[Image segmentation entries]
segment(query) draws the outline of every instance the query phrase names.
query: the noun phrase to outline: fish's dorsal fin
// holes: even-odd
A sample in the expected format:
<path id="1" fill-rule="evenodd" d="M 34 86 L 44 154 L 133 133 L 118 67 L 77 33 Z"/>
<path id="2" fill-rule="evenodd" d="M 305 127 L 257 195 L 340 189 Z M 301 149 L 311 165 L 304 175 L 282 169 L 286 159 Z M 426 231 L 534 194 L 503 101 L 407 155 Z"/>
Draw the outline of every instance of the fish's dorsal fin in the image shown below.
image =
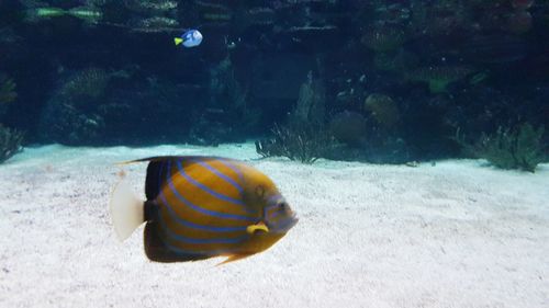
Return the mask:
<path id="1" fill-rule="evenodd" d="M 159 156 L 159 157 L 148 157 L 136 160 L 130 160 L 122 162 L 120 164 L 148 161 L 149 163 L 147 167 L 147 175 L 145 180 L 145 195 L 147 199 L 155 199 L 160 193 L 160 187 L 163 187 L 164 183 L 169 178 L 167 176 L 166 172 L 171 172 L 167 170 L 169 161 L 171 162 L 180 161 L 181 163 L 184 163 L 184 161 L 197 160 L 197 159 L 200 159 L 202 162 L 208 162 L 212 160 L 232 161 L 232 159 L 226 159 L 221 157 L 208 157 L 208 156 Z M 235 168 L 238 168 L 237 162 L 236 161 L 234 162 L 235 162 Z"/>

* TASK: Please rewrite the items above, putting "pectoral fin" wherever "dorsal fin" appears and keeping everything else unchanged. Leave the pictures out of your version.

* EXPECTED OUTPUT:
segment(query) draws the outline of every instance the query phrase names.
query: the noun phrase to outline: fish's pectoral fin
// holes: even-odd
A sample in the expected format:
<path id="1" fill-rule="evenodd" d="M 34 86 L 44 154 L 133 133 L 118 67 L 77 33 Z"/>
<path id="2" fill-rule="evenodd" d="M 305 127 L 257 195 L 340 189 Z M 301 149 L 311 165 L 304 175 L 282 169 L 286 159 Z M 426 231 L 534 194 L 503 101 L 407 155 Z"/>
Draw the outline of every instance of the fish's pectoral fin in the image shown below.
image =
Return the mask:
<path id="1" fill-rule="evenodd" d="M 159 156 L 159 157 L 148 157 L 136 160 L 130 160 L 122 162 L 120 164 L 148 161 L 149 163 L 147 167 L 147 175 L 145 180 L 145 195 L 147 199 L 155 199 L 160 193 L 160 187 L 163 187 L 164 183 L 169 178 L 167 176 L 166 172 L 171 172 L 167 170 L 169 161 L 171 162 L 180 161 L 181 163 L 184 163 L 184 161 L 197 160 L 197 159 L 200 159 L 202 162 L 208 162 L 212 160 L 232 161 L 232 159 L 226 159 L 221 157 L 208 157 L 208 156 Z M 235 168 L 238 168 L 237 162 L 236 161 L 234 162 L 235 162 Z"/>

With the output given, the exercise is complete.